Published August 30, 2012 This content is archived.
UB faculty member Victoria W. Wolcott has authored new book in which she exposes the legacy of segregated recreation in American cities after World War II.
“Race, Riots and Roller Coasters: The Struggle over Segregated Recreation in America,” out this month from the University of Pennsylvania Press, continues Wolcott’s research on the African-American experience in the 20th-century urban North.
This study, she says demonstrates the importance of leisure venues in the post-war battle for civil rights and “how the movement was sparked not only by organized activists, but by young African-Americans who publicly challenged segregation at swimming pools, movie theaters, city parks and other recreational sites.”
“These people stood up for inclusion in the face of a level of violence and intimidation that most of us don’t ‘remember’ or recognize today,” says Wolcott, associate professor in the Department of History, College of Arts and Sciences.
“The tools of segregation in postwar America varied from region to region and from one recreational site to another,” she says, “but included barring African-Americans entry to pools, beaches, parks, skating rinks, etc.; permitting them to use such places only on one or two ‘special’ days during the year and allowing them to enter sites but refusing them the actual use of some or all of the facilities. Some places, of course, were completely segregated at all times, a fact that sometimes was announced publicly.”
Wolcott says the fact that popular recreational facilities became ground zero in the civil rights fight was not accidental.
“Certain kinds of places, like public and private swimming pools and centers, well-kept city parks, roller rinks and other popular amusement sites, are associated in the public mind with cleanliness, safety and fun,” says Wolcott.
“When these places exclude people of color by law or practice, the implications resonate culturally, politically and personally, long after desegregation in the legal sense has taken place,” she says.
Wolcott discusses how, as black migration and white flight increased spatial segregation in American cities, teenagers sometimes found themselves on the front lines of the mid-20th-century racial conflict.
She discussed an example of this in a 2006 article in the Journal of American History (Vol.93, No. 1) in which she deconstructed a 1956 riot at Crystal Beach, a Lake Erie amusement park and beach on the Ontario shore.
The park had been a unique and popular white enclave for more than 60 years and when young African-Americans began to integrate it, their presence was deeply resented by white patrons.
In 1956, the simmering ill will precipitated a riot that began with gangs of black and white teenagers, male and female, throwing bottles, assaulting people and terrorizing one another in the amusement park, along the adjacent beach and later aboard the Canadiana, a boat that ferried up to 3,000 passengers at a time from Buffalo to Crystal Beach.
“A number of people were injured in the melee and youths of both races were arrested,” Wolcott says. “The event was followed by a public debate over ‘juvenile delinquency’ that masked the fact that the uprising exemplified a profound racial struggle over public space.”
Click here to read an account of the incident published in the Buffalo Courier-Express newspaper.
Such clashes were not a unique occurrence.
“After World War II, in defiance of segregationist strictures, African-American activists, as well as ordinary people—many of them young—began to protest segregation by swimming at white-only beaches across the country,” Wolcott says.
“They also boycotted roller rinks and movie houses that discriminated against them, invaded public—and private—pools and parks that refused them entry on the basis of race, and conducted similar acts of protest at other leisure sites,” she says.
“Those who dared transgress these norms to get into more upscale (which is to say, whites-only) venues often came to violence.”

**Stated goal 1:**
Set out the records as a JSON list of strings, one string per line, covering everything from the first line of the records through the line containing "pixel 696 266", with both ends included. Leave out blank lines and the pictures.

**Dataset:**
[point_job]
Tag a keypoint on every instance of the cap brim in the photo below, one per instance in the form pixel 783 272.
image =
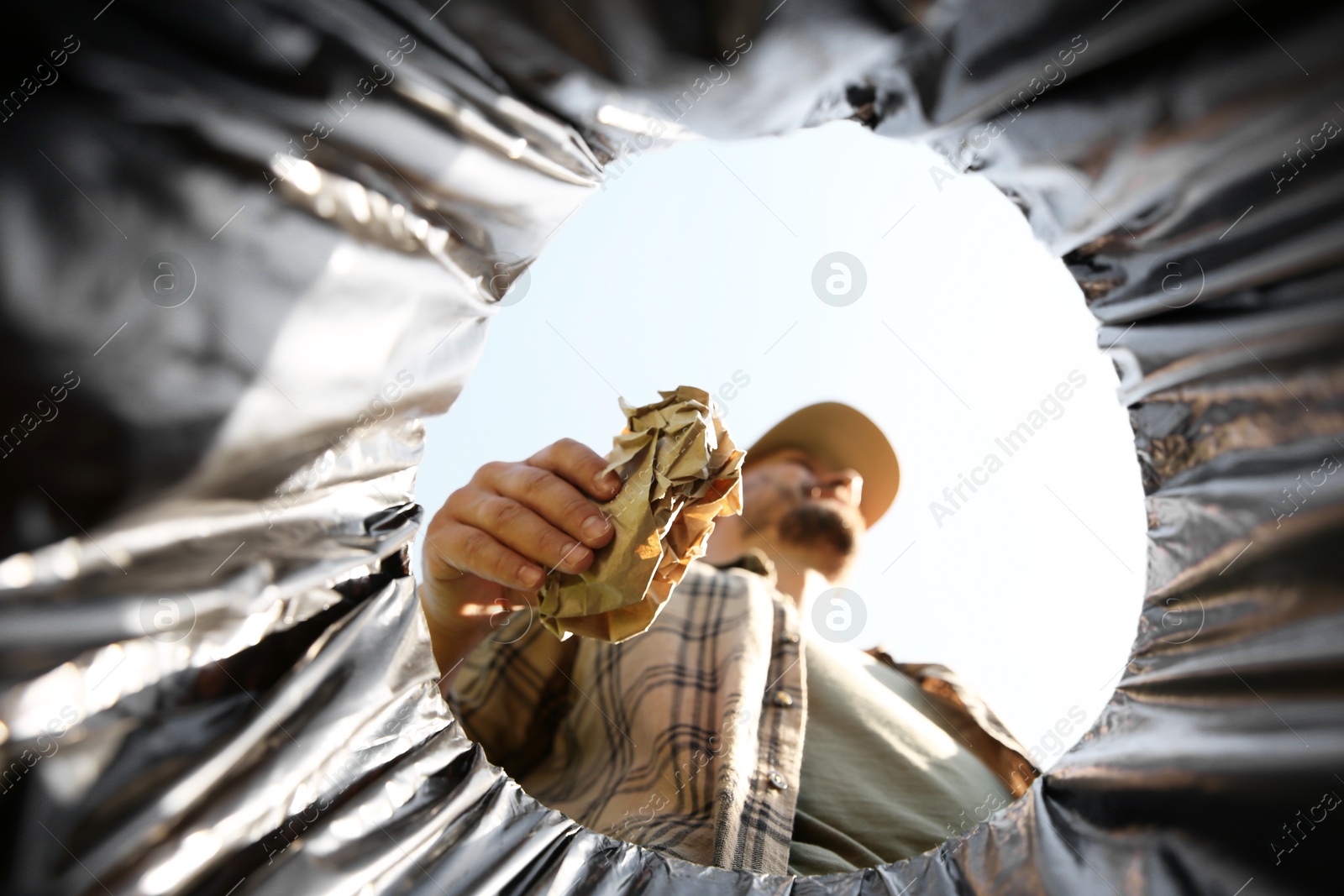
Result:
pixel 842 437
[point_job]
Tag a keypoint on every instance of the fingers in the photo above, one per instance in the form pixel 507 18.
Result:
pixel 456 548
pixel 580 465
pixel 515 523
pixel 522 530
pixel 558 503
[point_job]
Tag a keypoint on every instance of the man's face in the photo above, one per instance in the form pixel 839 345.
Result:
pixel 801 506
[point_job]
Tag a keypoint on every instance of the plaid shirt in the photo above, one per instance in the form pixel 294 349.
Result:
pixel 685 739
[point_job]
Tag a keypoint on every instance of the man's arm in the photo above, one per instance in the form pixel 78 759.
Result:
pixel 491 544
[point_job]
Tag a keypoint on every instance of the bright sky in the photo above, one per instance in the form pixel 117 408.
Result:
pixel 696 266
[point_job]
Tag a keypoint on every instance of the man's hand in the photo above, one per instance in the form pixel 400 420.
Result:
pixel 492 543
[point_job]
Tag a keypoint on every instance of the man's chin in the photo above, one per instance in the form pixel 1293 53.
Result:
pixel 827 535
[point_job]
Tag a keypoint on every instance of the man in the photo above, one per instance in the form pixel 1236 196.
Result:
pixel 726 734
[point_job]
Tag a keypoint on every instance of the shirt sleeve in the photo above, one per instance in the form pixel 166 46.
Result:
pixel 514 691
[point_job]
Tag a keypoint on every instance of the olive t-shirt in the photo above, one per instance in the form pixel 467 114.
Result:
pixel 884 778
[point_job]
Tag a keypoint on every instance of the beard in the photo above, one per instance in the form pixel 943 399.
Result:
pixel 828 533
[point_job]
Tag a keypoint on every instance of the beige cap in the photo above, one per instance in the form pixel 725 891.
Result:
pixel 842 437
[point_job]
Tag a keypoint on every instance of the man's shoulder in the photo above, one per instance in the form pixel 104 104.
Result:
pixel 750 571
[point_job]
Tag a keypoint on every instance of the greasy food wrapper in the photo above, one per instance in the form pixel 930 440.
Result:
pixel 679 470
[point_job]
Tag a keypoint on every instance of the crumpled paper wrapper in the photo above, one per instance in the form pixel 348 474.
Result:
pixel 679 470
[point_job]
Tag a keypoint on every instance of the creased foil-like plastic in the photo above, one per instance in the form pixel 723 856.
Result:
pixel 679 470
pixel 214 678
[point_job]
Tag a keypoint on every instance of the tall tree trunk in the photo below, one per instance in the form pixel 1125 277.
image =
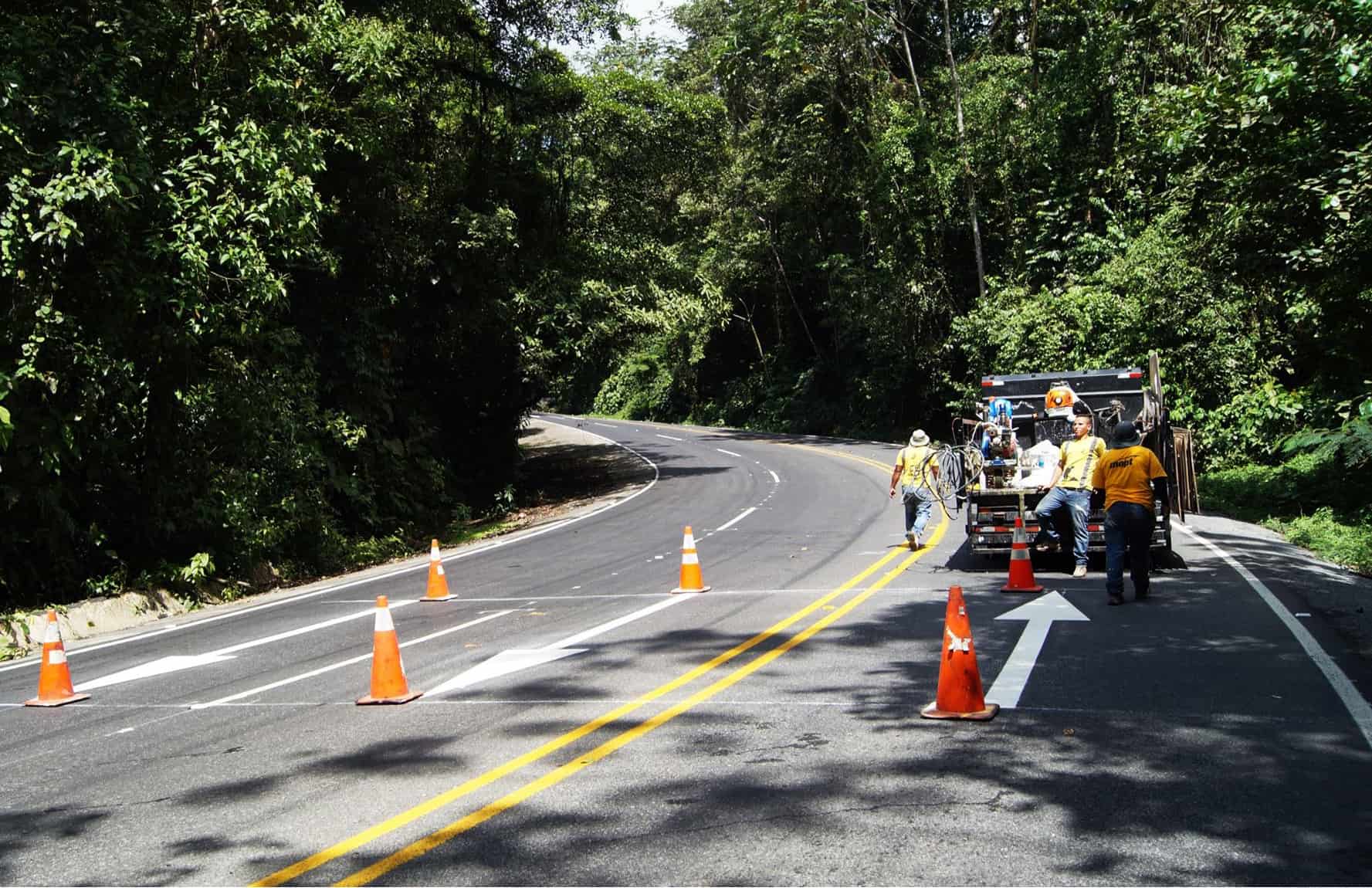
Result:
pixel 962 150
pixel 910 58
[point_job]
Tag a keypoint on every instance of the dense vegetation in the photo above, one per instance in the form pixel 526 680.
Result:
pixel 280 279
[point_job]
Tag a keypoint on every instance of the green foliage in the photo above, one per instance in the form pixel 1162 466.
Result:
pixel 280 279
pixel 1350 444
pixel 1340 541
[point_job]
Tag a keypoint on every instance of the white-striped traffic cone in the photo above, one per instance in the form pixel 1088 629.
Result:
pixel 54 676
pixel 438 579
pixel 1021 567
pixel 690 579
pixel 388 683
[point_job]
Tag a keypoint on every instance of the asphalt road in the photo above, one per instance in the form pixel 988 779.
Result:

**Stated goal 2:**
Answer these questions using the article on segregated recreation:
(a) Which press published the book?
(b) What was the name of the boat that carried passengers from Buffalo to Crystal Beach?
(c) In which journal did the 2006 article appear?

**Expected answer 1:**
[
  "[point_job]",
  "Tag a keypoint on every instance of the cap brim in the photo below, one per instance in the form pixel 783 272.",
  "image =",
  "Result:",
  "pixel 842 437",
  "[point_job]",
  "Tag a keypoint on every instance of the fingers in the photo above, one per instance in the form pixel 507 18.",
  "Result:",
  "pixel 456 548",
  "pixel 580 465",
  "pixel 515 523",
  "pixel 522 530",
  "pixel 558 503",
  "[point_job]",
  "Tag a keypoint on every instance of the man's face in the photo above, one per instance in the form pixel 839 345.",
  "Result:",
  "pixel 801 506",
  "[point_job]",
  "Tag a keypoint on every instance of the plaid shirt in the photo above, one per instance in the form pixel 294 349.",
  "Result:",
  "pixel 685 739",
  "[point_job]",
  "Tag a keypoint on every instance of the man's arm in the photo above, one per instance in the form pixel 78 759.",
  "Result:",
  "pixel 491 544",
  "[point_job]",
  "Tag a keypoint on every instance of the bright sky in the photo above, one per instance in the form pixel 117 408.",
  "Result:",
  "pixel 696 266"
]

**Expected answer 2:**
(a) The University of Pennsylvania Press
(b) The Canadiana
(c) The Journal of American History